- Entries drawn from a collection
------------------------------------------------
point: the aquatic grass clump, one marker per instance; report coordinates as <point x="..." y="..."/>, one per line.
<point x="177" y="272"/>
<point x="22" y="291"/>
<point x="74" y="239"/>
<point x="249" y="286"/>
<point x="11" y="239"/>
------------------------------------------------
- STATED GOAL
Rewrite every line of the listing above, including the request line. Rescale each point coordinate in the answers by multiplying it by 1.6 and rounding to the nearest whole number, with halves rounded up.

- RESULT BELOW
point: the aquatic grass clump, one marker per instance; report coordinates as <point x="..." y="..."/>, one per line.
<point x="283" y="435"/>
<point x="35" y="466"/>
<point x="118" y="382"/>
<point x="398" y="458"/>
<point x="18" y="382"/>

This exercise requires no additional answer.